Text shown ->
----

Contemplation and Meditation

How to pray at dawn

In this short video, I meet with you at dawn at the New Camaldoli Hermitage in Big Sur, California. I'm on a weeklong prayer retreat, and in this video introduce you to a simple practice for not only awakening to the new day, but to an experience of prayer that includes all your senses, and therefore by-passes mere thoughts about God to meet with the real presence of God. I tell the story of a man who'd felt a growing distance between what he knew in his heart about God and what he was actually experiencing. This is an invitation to spiritual awakening.

An exercise for awakening to the present

So, here’s the exercise to move toward what I've written this past week: Today, and for each day of the coming week, make a little study of how frequently your mind pulls you into the past or future.

  • In an average hour of your day, what percentage of the time do your thoughts dwell on things from the past or over concerns about the future?
  • When you find yourself absorbed in the past or present, study how you feel. What is your stress level? Are you smiling or frowning?
  • Observe your handwriting and the way you talk to others: what does your handwriting they tell you about your inner state? Your words—the inflection, speed, and type of language you choose?

Also watch for those activities, projects, or persons with whom you find yourself intensely present. How do you feel? What do you notice about the quality of your experience when you look deeply into the eyes of the person you’re with or when you are undistracted—nearly absorbed—in a project or task?

What it's like when God is more than a mere idea

What I've been saying in these recent posts is more than mere empty words, I assure you. I was once assaulted by a disease that, while the doctors told me it probably wouldn’t kill me, it made me feel like it was. A couple years later, my marriage collapsed. And a year after that, my closest friend took his life. I know what it’s like to live when life feels a lot like hell.

----

Given information ->
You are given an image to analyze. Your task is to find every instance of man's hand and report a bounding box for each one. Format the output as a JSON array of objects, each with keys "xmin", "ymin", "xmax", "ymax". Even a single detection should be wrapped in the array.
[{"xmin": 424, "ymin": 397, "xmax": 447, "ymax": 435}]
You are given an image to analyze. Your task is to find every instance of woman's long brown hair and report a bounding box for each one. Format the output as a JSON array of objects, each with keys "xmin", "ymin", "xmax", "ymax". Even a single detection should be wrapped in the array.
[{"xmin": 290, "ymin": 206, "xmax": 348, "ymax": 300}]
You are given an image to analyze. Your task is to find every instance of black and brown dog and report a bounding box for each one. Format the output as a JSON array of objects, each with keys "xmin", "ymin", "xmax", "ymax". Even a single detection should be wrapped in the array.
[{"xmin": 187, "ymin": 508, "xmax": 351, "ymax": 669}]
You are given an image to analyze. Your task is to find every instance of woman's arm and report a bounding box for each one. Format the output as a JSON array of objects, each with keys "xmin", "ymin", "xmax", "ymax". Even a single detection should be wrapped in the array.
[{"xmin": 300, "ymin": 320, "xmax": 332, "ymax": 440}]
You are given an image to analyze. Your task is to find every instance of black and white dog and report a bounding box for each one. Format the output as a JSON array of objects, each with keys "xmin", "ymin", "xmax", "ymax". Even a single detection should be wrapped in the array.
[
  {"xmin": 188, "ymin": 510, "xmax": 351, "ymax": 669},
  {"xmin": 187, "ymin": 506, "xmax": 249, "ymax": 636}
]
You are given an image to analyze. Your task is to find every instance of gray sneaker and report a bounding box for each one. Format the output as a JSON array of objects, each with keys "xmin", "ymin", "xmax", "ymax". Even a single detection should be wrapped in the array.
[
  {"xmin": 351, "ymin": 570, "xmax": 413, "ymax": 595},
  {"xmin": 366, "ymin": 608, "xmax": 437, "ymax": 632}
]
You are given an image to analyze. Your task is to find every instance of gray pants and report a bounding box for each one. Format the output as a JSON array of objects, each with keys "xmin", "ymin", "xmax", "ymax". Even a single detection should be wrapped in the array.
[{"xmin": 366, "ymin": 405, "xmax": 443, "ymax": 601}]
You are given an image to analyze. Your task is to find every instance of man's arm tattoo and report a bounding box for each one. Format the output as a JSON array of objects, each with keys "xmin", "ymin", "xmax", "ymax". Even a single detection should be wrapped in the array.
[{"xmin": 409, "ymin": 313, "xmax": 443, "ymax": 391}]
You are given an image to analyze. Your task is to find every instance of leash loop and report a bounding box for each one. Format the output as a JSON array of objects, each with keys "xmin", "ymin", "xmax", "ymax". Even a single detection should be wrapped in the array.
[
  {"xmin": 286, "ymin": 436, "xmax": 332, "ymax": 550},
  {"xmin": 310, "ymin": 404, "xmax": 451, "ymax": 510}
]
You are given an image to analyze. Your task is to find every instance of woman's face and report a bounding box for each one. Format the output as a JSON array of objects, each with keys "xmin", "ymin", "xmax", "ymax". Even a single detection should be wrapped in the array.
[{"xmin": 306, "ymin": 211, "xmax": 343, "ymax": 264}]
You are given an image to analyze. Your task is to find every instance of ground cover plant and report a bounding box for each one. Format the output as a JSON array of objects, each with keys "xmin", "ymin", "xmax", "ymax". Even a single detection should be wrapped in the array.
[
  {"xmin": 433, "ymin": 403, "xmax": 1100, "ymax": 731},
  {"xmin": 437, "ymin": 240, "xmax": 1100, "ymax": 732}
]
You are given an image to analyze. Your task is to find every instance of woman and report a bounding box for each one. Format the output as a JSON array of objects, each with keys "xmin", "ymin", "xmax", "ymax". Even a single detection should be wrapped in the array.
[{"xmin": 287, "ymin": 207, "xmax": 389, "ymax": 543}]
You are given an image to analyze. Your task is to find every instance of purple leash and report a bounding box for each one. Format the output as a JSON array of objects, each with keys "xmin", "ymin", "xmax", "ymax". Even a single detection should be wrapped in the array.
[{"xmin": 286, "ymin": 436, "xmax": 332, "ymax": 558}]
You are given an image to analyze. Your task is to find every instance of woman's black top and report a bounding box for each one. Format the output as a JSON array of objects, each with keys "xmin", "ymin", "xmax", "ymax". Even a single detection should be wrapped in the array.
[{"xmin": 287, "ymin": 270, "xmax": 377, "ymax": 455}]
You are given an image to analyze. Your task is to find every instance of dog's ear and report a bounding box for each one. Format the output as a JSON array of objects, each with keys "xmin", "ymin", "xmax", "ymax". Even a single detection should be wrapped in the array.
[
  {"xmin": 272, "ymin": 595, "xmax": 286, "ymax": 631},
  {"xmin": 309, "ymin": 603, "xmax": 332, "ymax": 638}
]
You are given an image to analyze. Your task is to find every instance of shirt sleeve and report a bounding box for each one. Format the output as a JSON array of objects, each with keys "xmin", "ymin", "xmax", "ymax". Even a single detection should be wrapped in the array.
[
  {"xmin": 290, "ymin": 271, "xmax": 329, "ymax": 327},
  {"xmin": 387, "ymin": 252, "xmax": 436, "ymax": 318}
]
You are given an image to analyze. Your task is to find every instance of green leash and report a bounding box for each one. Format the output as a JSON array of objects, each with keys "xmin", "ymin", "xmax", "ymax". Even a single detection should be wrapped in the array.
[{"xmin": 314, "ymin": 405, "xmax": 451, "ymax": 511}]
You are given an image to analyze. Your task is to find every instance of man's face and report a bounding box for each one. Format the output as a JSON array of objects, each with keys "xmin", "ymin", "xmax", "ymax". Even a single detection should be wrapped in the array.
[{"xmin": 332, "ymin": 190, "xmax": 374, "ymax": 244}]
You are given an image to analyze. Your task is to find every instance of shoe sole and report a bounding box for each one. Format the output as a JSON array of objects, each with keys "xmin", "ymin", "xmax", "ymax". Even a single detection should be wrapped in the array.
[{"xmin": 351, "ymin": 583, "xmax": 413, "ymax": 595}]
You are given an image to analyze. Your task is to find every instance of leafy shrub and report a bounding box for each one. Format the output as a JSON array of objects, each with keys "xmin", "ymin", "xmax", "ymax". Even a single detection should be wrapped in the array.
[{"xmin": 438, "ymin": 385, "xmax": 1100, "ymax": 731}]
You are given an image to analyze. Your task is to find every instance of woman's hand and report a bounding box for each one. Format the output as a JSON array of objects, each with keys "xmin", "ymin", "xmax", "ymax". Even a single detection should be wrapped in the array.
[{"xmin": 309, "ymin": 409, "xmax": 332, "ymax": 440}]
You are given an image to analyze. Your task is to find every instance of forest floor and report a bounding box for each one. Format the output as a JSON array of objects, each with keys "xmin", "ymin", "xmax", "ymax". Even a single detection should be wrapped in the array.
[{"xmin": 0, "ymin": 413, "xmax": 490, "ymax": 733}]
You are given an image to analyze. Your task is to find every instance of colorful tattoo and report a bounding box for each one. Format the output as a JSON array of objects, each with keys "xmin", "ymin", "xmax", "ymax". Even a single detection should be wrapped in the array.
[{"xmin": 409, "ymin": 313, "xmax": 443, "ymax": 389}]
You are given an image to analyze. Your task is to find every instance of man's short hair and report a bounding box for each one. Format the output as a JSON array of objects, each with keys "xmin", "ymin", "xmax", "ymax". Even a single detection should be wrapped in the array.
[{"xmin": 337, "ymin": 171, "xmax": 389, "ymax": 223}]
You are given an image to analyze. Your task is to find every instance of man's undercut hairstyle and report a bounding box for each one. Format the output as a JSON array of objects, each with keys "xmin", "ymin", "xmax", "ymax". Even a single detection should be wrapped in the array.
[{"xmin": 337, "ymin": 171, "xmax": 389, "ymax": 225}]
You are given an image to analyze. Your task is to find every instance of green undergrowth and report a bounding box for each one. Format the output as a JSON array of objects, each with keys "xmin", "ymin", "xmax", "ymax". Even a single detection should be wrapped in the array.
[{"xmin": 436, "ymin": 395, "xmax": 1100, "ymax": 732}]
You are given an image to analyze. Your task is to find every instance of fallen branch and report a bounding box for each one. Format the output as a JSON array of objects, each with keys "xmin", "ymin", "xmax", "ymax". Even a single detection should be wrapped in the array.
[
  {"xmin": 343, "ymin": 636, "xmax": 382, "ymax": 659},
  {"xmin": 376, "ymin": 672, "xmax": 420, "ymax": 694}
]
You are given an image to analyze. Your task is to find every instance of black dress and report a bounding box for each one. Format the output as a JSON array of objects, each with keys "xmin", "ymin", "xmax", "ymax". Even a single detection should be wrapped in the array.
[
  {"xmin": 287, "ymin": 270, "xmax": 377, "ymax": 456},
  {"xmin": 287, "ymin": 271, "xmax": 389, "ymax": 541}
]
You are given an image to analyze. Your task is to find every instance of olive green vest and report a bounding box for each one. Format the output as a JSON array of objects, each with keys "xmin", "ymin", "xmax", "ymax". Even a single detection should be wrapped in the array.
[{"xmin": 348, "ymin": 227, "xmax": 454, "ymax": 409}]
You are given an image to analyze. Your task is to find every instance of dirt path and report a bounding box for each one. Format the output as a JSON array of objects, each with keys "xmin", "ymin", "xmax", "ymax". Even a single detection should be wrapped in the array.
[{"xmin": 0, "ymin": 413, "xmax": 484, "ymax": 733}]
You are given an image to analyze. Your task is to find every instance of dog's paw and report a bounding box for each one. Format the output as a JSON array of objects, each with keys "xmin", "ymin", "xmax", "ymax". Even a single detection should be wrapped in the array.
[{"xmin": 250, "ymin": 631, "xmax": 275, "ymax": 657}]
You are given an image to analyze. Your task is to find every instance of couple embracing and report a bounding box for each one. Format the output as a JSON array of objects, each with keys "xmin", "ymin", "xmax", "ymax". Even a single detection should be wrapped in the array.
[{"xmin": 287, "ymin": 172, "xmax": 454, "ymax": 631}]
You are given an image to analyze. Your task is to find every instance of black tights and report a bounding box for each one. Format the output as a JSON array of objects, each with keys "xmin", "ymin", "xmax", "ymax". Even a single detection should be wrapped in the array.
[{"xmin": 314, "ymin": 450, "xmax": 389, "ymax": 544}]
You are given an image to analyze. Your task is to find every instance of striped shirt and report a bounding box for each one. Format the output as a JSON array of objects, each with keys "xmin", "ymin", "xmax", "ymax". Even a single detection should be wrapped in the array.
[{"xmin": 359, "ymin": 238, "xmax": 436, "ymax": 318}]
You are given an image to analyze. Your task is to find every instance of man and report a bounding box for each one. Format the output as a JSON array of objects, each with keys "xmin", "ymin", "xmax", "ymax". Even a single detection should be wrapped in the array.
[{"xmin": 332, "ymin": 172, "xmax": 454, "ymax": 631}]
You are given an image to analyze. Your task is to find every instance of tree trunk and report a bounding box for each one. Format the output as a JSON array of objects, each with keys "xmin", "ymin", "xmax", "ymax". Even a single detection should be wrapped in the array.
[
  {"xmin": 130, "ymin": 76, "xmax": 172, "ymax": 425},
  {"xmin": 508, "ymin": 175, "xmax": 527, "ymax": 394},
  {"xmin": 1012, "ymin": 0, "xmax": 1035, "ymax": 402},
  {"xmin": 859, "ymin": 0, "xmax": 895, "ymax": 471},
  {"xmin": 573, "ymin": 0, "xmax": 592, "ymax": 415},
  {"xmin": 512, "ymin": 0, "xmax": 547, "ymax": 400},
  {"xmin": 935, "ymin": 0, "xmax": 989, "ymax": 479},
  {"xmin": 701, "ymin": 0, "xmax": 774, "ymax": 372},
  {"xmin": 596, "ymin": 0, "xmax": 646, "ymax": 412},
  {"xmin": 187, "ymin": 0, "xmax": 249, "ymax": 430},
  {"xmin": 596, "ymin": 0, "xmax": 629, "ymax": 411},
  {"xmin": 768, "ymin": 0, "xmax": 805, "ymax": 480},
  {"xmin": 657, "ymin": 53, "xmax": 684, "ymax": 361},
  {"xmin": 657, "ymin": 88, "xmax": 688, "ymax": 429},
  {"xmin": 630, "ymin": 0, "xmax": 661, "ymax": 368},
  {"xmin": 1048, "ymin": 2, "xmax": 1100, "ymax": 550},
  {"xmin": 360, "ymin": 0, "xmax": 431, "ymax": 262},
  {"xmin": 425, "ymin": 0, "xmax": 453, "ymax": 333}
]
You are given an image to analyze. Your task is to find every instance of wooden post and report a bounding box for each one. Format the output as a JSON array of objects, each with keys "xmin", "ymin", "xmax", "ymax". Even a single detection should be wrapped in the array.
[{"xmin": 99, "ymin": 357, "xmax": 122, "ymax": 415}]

----

Task list ->
1. According to the text on contemplation and meditation, where does the dawn meeting in the short video take place?
2. Update the stretch of the text on contemplation and meditation from "How to pray" through "past or future." by replacing "weeklong" with "monthlong", and write out the revised passage.

Written responses ->
1. At the New Camaldoli Hermitage in Big Sur, California.

2.
How to pray at dawn

In this short video, I meet with you at dawn at the New Camaldoli Hermitage in Big Sur, California. I'm on a monthlong prayer retreat, and in this video introduce you to a simple practice for not only awakening to the new day, but to an experience of prayer that includes all your senses, and therefore by-passes mere thoughts about God to meet with the real presence of God. I tell the story of a man who'd felt a growing distance between what he knew in his heart about God and what he was actually experiencing. This is an invitation to spiritual awakening.

An exercise for awakening to the present

So, here’s the exercise to move toward what I've written this past week: Today, and for each day of the coming week, make a little study of how frequently your mind pulls you into the past or future.